Exercise brief
Identify every line below that contains the word "finial" and copy each of those lines in full.

— start of Data shown —

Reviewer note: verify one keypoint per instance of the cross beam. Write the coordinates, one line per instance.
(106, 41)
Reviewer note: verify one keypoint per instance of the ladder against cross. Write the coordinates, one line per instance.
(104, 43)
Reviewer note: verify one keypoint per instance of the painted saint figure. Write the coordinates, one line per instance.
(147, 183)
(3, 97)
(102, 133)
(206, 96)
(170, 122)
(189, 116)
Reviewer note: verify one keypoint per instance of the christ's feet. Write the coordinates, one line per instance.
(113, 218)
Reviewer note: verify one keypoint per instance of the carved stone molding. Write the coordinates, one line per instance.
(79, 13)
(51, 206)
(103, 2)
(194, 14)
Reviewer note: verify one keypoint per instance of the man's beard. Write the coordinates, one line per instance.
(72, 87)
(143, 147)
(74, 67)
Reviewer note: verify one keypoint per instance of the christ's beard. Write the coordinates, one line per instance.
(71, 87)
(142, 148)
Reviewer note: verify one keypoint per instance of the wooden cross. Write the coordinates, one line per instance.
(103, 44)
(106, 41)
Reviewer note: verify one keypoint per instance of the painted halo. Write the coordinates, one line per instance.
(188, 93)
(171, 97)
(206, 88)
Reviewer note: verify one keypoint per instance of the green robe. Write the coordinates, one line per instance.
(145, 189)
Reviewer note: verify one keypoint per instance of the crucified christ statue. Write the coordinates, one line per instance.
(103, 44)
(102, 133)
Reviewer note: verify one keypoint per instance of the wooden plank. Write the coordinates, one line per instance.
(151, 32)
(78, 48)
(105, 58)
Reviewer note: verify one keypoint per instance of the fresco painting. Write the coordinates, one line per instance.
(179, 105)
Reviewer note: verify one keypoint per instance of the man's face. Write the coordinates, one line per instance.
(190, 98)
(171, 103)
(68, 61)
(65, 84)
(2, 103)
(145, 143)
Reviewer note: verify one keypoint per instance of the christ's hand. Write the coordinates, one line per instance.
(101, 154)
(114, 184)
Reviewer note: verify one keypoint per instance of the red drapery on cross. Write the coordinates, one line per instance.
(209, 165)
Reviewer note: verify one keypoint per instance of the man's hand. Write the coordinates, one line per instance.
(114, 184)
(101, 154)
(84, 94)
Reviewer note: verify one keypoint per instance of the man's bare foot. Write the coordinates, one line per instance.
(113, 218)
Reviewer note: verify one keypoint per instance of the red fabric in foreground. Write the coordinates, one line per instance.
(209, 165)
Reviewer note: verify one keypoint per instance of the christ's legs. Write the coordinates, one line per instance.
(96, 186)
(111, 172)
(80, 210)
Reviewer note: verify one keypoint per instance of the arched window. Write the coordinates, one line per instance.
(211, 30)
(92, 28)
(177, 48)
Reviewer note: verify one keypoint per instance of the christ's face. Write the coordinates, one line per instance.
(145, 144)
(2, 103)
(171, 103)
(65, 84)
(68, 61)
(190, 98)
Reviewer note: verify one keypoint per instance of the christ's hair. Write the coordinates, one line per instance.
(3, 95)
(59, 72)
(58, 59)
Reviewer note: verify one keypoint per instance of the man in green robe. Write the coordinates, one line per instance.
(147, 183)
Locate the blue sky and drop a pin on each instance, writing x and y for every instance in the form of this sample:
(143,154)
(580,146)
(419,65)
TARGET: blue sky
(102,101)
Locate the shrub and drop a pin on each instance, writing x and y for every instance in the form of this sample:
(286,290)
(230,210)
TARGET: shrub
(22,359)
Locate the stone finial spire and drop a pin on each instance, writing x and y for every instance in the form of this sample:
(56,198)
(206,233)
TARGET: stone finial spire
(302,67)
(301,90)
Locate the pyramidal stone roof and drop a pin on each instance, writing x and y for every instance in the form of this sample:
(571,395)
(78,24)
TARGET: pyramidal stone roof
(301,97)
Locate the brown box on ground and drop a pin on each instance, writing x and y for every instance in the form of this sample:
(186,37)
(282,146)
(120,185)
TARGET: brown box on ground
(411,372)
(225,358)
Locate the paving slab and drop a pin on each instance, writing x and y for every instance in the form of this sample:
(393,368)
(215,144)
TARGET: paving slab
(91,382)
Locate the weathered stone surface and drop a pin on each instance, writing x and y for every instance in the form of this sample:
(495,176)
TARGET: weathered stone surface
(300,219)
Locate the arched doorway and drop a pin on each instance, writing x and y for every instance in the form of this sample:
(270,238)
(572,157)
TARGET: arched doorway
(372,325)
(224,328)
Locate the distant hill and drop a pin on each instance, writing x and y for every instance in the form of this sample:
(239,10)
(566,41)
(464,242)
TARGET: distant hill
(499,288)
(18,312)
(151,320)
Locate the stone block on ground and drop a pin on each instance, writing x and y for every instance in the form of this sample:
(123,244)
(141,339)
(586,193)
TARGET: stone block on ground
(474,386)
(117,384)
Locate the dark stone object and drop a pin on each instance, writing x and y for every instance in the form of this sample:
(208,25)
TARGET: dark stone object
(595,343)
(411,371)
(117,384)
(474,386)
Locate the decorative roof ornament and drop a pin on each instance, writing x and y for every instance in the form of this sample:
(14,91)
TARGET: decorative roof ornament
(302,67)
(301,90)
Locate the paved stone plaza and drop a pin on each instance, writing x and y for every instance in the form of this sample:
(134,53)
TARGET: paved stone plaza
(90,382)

— end of Data shown —
— start of Data shown —

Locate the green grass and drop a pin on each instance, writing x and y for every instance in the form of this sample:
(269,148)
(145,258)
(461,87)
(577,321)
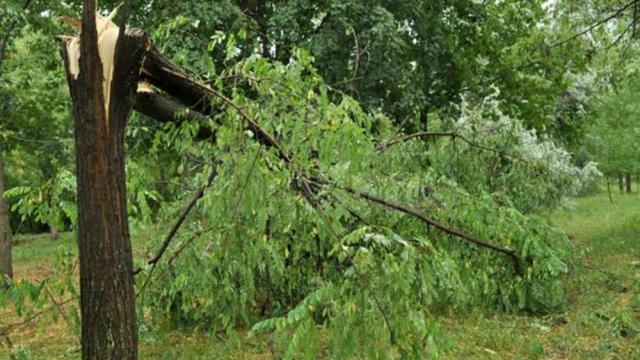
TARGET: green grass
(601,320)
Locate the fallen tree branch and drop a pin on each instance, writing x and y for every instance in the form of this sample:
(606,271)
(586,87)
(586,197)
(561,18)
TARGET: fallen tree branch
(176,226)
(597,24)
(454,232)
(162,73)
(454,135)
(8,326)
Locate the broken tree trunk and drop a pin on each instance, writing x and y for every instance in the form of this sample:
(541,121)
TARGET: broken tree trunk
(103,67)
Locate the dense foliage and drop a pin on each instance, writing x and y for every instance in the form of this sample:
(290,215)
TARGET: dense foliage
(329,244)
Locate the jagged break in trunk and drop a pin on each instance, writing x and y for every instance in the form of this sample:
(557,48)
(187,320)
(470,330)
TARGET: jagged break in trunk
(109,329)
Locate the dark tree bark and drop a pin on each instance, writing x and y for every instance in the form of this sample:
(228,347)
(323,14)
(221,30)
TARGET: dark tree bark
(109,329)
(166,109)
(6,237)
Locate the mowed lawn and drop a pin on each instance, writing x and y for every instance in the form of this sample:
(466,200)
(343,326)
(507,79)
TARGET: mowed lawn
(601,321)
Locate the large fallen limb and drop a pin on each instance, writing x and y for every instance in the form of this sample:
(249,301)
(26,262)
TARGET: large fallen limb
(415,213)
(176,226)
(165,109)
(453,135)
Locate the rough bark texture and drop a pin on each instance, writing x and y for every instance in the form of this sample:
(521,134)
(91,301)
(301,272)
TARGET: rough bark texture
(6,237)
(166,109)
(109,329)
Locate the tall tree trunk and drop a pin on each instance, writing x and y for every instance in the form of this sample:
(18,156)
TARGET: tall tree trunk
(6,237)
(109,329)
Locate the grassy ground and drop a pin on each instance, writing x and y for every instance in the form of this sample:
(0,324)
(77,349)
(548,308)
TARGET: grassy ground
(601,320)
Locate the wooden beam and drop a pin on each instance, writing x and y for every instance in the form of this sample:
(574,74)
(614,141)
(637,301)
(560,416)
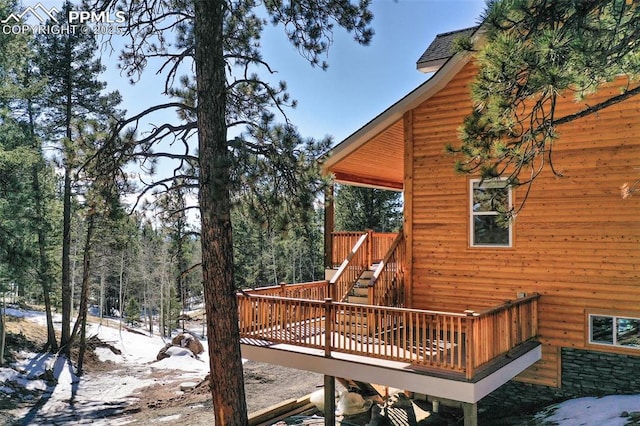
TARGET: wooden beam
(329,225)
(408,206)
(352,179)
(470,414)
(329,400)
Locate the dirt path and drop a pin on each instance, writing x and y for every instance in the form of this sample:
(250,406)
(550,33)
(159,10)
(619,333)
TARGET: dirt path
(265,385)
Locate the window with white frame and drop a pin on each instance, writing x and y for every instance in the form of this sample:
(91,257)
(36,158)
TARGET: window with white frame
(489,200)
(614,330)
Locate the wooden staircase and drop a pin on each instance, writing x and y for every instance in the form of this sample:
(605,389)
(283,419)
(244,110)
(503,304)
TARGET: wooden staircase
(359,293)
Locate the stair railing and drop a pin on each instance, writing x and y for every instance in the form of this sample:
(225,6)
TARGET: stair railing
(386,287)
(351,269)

— end of Data shown —

Correct result
Locate the stone finial spire and drop a pin on each instance, writing x and y for every instance in the form of this sample:
TARGET: stone finial spire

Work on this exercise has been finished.